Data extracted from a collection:
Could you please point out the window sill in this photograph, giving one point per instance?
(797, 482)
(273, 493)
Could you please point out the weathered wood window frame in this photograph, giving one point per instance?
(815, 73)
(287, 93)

**Brief:** Output every entry exactly as given.

**Exercise response:**
Could you please point out the window sill in this photograph, giving one point per instance?
(797, 482)
(273, 493)
Could you please point out the weathered wood window frame in this photograph, giving one point per instance?
(815, 73)
(287, 93)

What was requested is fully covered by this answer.